— start of Available data —
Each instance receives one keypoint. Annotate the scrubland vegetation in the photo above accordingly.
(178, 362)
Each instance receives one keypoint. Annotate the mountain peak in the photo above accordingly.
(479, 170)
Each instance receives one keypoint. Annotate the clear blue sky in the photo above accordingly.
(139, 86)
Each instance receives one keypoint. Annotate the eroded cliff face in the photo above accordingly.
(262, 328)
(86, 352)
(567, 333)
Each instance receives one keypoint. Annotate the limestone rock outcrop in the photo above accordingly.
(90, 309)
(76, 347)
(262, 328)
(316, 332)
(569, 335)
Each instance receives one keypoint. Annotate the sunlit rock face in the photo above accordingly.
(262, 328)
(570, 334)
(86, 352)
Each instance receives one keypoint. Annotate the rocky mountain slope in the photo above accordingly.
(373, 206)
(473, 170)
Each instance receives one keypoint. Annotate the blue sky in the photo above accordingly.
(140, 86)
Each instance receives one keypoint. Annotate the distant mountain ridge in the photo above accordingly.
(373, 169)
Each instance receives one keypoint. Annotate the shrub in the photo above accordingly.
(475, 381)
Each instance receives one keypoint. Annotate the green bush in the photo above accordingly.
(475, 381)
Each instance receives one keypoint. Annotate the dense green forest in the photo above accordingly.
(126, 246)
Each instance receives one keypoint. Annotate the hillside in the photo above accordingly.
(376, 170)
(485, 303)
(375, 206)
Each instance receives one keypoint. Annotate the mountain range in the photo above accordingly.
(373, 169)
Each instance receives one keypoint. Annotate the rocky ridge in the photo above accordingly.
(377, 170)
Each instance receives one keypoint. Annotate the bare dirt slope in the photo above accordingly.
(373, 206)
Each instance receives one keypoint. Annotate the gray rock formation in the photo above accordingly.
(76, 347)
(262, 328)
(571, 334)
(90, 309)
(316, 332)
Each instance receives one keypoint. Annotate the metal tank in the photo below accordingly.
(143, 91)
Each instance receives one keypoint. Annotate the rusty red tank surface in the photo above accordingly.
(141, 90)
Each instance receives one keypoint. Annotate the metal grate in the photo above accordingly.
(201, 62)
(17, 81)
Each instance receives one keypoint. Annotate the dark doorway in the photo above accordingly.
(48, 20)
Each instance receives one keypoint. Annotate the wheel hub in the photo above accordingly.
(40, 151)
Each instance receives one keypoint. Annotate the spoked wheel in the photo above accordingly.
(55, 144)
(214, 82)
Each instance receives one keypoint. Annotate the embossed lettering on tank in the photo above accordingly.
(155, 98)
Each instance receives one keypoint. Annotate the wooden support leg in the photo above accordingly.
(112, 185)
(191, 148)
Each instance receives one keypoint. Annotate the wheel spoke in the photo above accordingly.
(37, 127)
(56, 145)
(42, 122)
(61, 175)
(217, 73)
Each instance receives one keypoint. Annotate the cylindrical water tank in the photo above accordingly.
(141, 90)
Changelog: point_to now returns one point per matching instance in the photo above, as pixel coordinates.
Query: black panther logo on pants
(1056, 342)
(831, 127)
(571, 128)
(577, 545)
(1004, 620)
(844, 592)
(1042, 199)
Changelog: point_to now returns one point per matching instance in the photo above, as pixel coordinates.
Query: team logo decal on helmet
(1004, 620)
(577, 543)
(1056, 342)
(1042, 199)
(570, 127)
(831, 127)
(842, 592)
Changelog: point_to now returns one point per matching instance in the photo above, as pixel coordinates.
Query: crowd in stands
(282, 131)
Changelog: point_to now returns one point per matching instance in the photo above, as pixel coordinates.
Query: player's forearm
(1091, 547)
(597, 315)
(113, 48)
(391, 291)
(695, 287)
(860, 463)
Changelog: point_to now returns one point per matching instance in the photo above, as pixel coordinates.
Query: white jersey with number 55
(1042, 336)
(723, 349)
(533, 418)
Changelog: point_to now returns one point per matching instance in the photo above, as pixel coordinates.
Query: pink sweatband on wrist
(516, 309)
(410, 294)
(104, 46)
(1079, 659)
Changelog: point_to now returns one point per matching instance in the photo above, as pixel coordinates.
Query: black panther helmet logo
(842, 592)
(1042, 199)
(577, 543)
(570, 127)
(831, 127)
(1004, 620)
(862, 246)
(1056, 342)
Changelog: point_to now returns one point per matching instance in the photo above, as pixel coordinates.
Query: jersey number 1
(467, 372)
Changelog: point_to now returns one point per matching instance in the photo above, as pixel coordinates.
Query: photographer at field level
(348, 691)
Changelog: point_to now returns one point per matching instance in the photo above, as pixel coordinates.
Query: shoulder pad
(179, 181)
— end of Available data —
**Objective:** Transcribe every line of the data, exactly as it stands.

**Problem solution:**
Each instance receives one keypoint. Annotate the scrubland vegetation in the photo above accordingly.
(178, 362)
Each instance receives one keypoint. Annotate the mountain peak in the photo above accordingly.
(479, 170)
Each instance receives one keypoint. Annotate the clear blue sky in the photo above accordingly.
(139, 86)
Each instance receives one keypoint. Annotate the eroded cliff face in the photo above accordingly.
(262, 328)
(86, 352)
(567, 333)
Each instance receives one keypoint. Annotate the limestone rock outcrop in the photo above accordingly.
(90, 309)
(76, 347)
(262, 328)
(316, 332)
(569, 335)
Each instance receives one keypoint. Annotate the sunlit rock face in the photo above accordingly.
(262, 328)
(570, 334)
(86, 352)
Each instance receives one keypoint. Annotate the rocky mountain slope in the photo above accordingly.
(373, 206)
(473, 170)
Each instance receives one keypoint. Annotate the blue sky in the photo above accordingly.
(140, 86)
Each instance receives one keypoint. Annotate the distant mountain ridge in the photo above accordingly.
(373, 169)
Each instance receives one keypoint. Annotate the shrub in the photo above accordingly.
(475, 381)
Each instance receives one keypoint. Annotate the green bush in the photo above accordingly.
(475, 381)
Each instance receives one keypoint. Annotate the dense green forest in the photo above accordingly.
(126, 246)
Each instance receives one keypoint. Annotate the hillside in the photo above accordingly.
(376, 170)
(485, 303)
(375, 206)
Each instance receives one keypoint. Annotate the mountain range in the photo above accordingly.
(373, 169)
Each instance receives one keypoint. Annotate the rocky ridge in the photo above accordingly.
(377, 170)
Each instance receives one keypoint. Annotate the bare dirt slope in the photo above accordingly.
(373, 206)
Each instance receives one keypoint. Annotate the gray rock formation in the photo above accordingly.
(76, 347)
(262, 328)
(571, 334)
(90, 309)
(316, 332)
Each instance receives one keypoint. Annotate the metal tank in the photo below accordingly.
(143, 91)
Each instance receives one keypoint. Annotate the rusty red tank surface in the photo above accordingly.
(141, 90)
Each instance receives one keypoint. Annotate the metal grate in the photo above accordingly.
(201, 62)
(17, 81)
Each instance receives one keypoint. Annotate the dark doorway in the photo above accordingly.
(48, 20)
Each instance receives one keypoint. Annotate the wheel hub in the photo above accordingly.
(40, 151)
Each instance receives one keypoint. Annotate the spoked wheel in the photo above accordingly.
(55, 144)
(214, 82)
Each instance receives one keypoint. Annotate the embossed lettering on tank in the photo above accordingly.
(155, 98)
Each instance receives one keypoint. Annotate the wooden support leg in the photo above accordingly.
(112, 185)
(191, 148)
Each instance receives one keypoint. Annotate the wheel spoke in the photo above accordingly.
(37, 127)
(56, 145)
(42, 122)
(61, 175)
(217, 73)
Each instance receives one keypoint. Annotate the cylindrical water tank in the photo above accordingly.
(141, 90)
Changelog: point_to now returns one point per matching instance in the photo above, as pixel coordinates.
Query: black panther logo on pants
(1056, 342)
(831, 127)
(571, 128)
(577, 545)
(1004, 620)
(844, 592)
(1042, 199)
Changelog: point_to now returns one point per matching instance in the photo above, as pixel coordinates.
Query: team logo decal on helmet
(1004, 620)
(577, 543)
(1056, 342)
(1042, 199)
(570, 127)
(831, 127)
(842, 592)
Changelog: point_to now returns one point per matching instance in the photo above, as pixel coordinates.
Query: crowd in stands
(282, 131)
Changelog: point_to now returns one point per matching instance in the photo above, as pixel coordinates.
Query: player's forearm
(1091, 547)
(597, 315)
(113, 48)
(391, 291)
(695, 287)
(860, 463)
Changelog: point_to now returns one point per matching instance in the photo above, as pixel coordinates.
Query: white jersey with number 55
(1042, 336)
(723, 349)
(533, 418)
Changelog: point_to now returns one point per matching instance in the photo above, as pixel coordinates.
Query: pink sweatband on wrist
(516, 309)
(410, 294)
(104, 46)
(1079, 659)
Changelog: point_to now returns one point per matching instance in the photo above, as pixel coordinates.
Query: black panther helmet logo
(842, 592)
(1042, 199)
(577, 543)
(570, 127)
(831, 127)
(1004, 620)
(862, 246)
(1056, 342)
Changelog: point_to now returns one point per matching instance in the photo above, as pixel coordinates.
Query: jersey number 1
(467, 372)
Changelog: point_to now returns one point per matching instance in the photo above, as pixel coordinates.
Query: photographer at field level
(348, 691)
Changelog: point_to now returns one point per matching instance in the photo above, as pixel coordinates.
Query: shoulder pad
(179, 181)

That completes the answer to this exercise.